• **EXERCISE GOAL**
In the entries below, find the line with "pale green midrib" and the line with "Annotate the cluster", then retype both and everything between them exactly. Do not copy the pictures.

━━━ AVAILABLE DATA ━━━

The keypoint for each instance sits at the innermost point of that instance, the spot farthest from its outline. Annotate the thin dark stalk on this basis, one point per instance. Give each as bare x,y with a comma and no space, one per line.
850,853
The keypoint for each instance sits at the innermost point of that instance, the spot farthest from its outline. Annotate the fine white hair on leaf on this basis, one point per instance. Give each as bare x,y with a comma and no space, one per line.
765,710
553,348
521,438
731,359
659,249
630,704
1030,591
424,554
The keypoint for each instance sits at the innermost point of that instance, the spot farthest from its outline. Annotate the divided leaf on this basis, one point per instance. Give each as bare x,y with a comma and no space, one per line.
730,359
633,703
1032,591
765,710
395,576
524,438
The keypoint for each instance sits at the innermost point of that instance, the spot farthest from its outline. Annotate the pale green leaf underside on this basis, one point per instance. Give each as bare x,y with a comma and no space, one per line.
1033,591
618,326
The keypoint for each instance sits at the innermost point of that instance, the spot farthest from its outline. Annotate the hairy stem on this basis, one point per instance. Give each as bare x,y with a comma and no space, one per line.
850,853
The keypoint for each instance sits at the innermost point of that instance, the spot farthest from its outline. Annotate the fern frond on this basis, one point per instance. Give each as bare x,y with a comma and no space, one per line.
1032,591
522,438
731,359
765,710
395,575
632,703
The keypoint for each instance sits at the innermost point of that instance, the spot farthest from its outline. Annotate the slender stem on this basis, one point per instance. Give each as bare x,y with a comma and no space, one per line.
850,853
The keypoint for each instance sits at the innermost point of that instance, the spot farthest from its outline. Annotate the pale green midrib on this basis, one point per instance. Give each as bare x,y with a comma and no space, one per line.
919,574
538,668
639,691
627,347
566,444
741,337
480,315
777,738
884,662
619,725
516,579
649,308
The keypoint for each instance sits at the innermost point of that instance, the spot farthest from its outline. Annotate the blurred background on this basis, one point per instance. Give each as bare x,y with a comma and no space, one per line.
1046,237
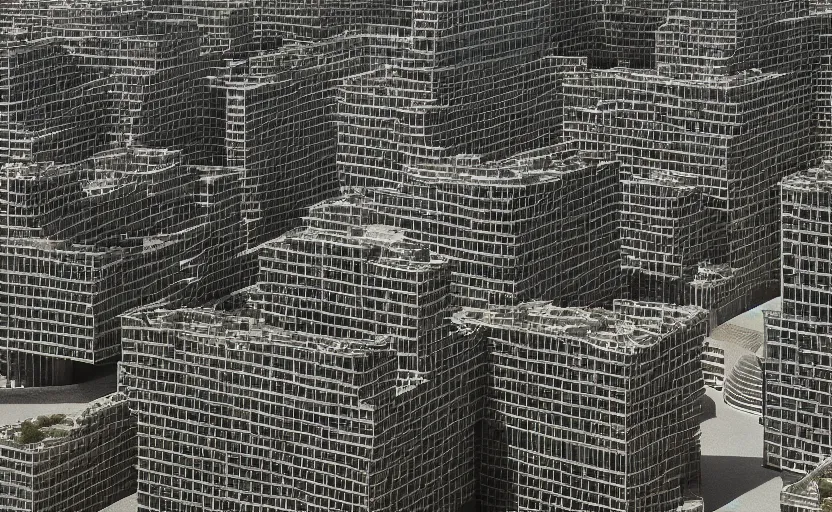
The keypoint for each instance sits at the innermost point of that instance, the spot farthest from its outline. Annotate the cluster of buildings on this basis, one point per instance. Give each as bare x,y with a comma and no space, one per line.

━━━
━━━ AVAILABLE DATA ━━━

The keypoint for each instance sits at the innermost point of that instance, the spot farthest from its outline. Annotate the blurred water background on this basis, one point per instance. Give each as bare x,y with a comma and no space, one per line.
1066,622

━━━
━━━ AVAILABLE DATA ━━━

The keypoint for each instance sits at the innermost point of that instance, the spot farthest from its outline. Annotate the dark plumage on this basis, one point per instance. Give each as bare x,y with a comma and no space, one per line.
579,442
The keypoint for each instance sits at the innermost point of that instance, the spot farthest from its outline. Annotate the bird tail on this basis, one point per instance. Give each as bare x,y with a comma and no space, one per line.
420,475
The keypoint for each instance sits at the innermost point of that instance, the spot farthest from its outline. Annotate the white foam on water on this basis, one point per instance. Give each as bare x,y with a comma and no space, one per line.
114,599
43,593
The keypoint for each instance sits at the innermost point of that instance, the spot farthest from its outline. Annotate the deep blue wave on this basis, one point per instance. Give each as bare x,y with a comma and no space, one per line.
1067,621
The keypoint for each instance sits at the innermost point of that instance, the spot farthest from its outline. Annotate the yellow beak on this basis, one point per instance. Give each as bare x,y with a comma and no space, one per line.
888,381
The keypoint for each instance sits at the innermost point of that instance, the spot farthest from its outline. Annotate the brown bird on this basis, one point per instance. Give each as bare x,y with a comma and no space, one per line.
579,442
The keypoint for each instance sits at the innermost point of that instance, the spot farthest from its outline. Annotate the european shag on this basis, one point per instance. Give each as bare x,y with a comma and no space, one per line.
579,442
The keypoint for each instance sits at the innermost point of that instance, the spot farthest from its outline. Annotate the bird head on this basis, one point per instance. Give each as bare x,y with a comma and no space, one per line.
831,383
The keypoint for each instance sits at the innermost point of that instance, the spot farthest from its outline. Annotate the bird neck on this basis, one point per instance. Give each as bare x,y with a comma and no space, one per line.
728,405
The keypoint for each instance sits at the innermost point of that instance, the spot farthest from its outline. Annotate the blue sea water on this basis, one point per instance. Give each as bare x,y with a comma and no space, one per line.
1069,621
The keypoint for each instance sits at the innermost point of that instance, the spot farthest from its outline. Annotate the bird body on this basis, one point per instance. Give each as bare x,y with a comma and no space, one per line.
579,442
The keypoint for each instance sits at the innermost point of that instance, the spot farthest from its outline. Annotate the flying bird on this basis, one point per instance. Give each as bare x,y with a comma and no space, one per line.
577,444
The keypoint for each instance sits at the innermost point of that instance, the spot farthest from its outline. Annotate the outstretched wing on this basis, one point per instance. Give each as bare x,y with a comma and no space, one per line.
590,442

━━━

• **RESPONSE TO THE EXERCISE**
The keypoint for each instance sits at the innermost point of that instance, the spot farthest from its outline. Annotate the pale green midrib on this basis, one point per instance. Give each as bare x,y with a comma and no space, one per line.
919,574
538,668
639,691
627,347
566,444
741,337
480,315
777,738
884,662
619,725
516,579
649,308
The keypoint for each instance sits at the innermost point of that instance, the spot farthest from its outline. Annotate the blurred background on this basis, one point per instance. Give each as bare x,y with a comma and no space, one per line.
1046,237
The keypoint for each instance sits at the innermost point of that instance, the spot farthest from its outline. Annotate the cluster of buildings on this basis, one point per instance. Give each as bare x,y with a comma and no space, one per line.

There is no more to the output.